=== Exercise brief ===
Copy out every line of the data exactly.

(Labeled region records)
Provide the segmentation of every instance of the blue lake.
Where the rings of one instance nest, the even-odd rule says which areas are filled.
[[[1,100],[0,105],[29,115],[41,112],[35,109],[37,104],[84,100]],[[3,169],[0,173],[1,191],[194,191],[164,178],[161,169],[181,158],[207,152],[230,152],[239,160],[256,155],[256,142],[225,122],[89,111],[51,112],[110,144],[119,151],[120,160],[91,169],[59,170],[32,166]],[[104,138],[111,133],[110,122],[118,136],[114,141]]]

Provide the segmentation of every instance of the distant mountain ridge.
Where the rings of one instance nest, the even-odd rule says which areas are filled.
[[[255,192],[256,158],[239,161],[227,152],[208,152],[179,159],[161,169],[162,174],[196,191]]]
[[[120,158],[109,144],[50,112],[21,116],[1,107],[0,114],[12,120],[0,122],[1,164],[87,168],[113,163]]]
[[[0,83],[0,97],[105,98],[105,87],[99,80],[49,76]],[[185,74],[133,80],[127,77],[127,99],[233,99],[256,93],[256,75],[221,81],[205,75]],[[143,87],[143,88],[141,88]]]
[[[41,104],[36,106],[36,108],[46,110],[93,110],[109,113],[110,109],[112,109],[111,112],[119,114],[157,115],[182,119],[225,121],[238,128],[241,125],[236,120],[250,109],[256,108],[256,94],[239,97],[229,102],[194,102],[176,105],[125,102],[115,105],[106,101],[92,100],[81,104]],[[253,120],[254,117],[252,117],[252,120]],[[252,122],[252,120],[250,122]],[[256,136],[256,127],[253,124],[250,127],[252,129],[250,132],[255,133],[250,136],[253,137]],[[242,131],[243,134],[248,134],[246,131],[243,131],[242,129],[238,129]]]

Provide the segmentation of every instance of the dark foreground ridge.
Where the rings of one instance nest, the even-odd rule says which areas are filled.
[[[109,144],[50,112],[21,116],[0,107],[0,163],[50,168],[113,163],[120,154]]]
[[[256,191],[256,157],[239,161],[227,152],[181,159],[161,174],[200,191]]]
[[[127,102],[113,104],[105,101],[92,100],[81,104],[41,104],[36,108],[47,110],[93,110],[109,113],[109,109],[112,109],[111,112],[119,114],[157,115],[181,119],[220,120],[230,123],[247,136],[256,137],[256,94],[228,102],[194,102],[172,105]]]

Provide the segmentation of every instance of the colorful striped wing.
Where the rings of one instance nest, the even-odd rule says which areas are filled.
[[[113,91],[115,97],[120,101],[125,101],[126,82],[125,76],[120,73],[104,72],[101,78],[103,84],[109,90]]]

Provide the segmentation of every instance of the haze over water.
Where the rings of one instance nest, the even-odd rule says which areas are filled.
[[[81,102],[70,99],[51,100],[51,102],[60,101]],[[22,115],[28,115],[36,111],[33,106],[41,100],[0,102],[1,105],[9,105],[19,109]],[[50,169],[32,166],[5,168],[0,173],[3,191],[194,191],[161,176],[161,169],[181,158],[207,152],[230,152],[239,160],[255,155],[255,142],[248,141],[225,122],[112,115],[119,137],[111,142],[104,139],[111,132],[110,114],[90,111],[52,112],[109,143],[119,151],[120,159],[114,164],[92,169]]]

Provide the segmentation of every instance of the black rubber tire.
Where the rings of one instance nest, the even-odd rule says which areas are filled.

=== Solution to this task ===
Provide the segmentation of every instance of the blue lake.
Where the rings of one instance nest, the even-odd rule says which areas are filled.
[[[1,100],[0,105],[29,115],[41,112],[35,109],[37,104],[84,100]],[[3,169],[0,173],[1,191],[194,191],[164,178],[161,169],[181,158],[207,152],[230,152],[239,160],[256,155],[256,142],[225,122],[89,111],[51,112],[110,144],[119,151],[120,160],[91,169],[59,170],[32,166]],[[104,138],[111,133],[110,122],[118,136],[114,141]]]

Provide the segmentation of every instance of the distant mountain ridge.
Where the rings of one instance nest, the even-odd rule says which areas are filled.
[[[255,192],[256,158],[239,161],[227,152],[208,152],[179,159],[161,169],[162,174],[196,191]]]
[[[120,158],[109,144],[50,112],[21,116],[1,107],[0,114],[12,120],[0,122],[1,164],[87,168],[113,163]]]
[[[0,83],[0,97],[105,98],[105,87],[99,80],[49,76]],[[185,74],[133,80],[127,77],[127,99],[233,99],[256,93],[256,75],[221,81],[205,75]],[[143,87],[143,88],[141,88]]]
[[[41,104],[36,106],[36,108],[46,110],[93,110],[109,113],[110,109],[112,109],[111,112],[119,114],[157,115],[182,119],[225,121],[238,128],[241,125],[236,120],[250,109],[256,108],[256,94],[239,97],[229,102],[194,102],[176,105],[125,102],[115,105],[106,101],[92,100],[81,104]],[[253,120],[254,117],[252,117],[252,120]],[[252,122],[252,120],[250,122]],[[256,136],[256,127],[253,124],[250,127],[252,129],[250,132],[255,133],[250,136],[253,137]],[[242,131],[243,134],[248,134],[246,131],[243,131],[242,129],[238,129]]]

Provide the segmentation of every instance of the dark foreground ridge.
Where the rings of one instance nest, the even-odd rule says which areas are filled.
[[[109,144],[50,112],[21,116],[0,107],[0,163],[50,168],[113,163],[120,154]]]
[[[256,191],[256,157],[239,161],[227,152],[181,159],[161,174],[200,191]]]
[[[127,102],[113,104],[105,101],[92,100],[81,104],[41,104],[36,108],[47,110],[93,110],[109,113],[109,109],[112,109],[111,112],[119,114],[157,115],[181,119],[220,120],[230,123],[247,136],[256,137],[256,94],[228,102],[194,102],[172,105]]]

Provide the segmentation of every instance of the colorful striped wing.
Where the rings of one instance nest, the even-odd rule says which areas are filled.
[[[113,91],[115,97],[120,101],[125,101],[126,82],[125,76],[120,73],[104,72],[101,78],[103,84],[109,90]]]

Provide the segmentation of every instance of the haze over water.
Where the rings of one instance nest, the even-odd rule says which areas are filled.
[[[81,102],[70,99],[51,100],[51,102],[60,101]],[[22,115],[28,115],[36,111],[33,106],[41,100],[0,102],[1,105],[9,105],[19,109]],[[50,169],[32,166],[5,168],[0,173],[3,191],[194,191],[161,176],[161,169],[181,158],[207,152],[230,152],[239,160],[255,155],[255,142],[248,141],[225,122],[112,115],[119,137],[111,142],[104,139],[111,132],[110,114],[90,111],[52,112],[109,143],[119,151],[120,159],[114,164],[92,169]]]

Provide the segmentation of every instance of the black rubber tire.
Where the rings of one instance nest, the even-odd rule says which areas are filled.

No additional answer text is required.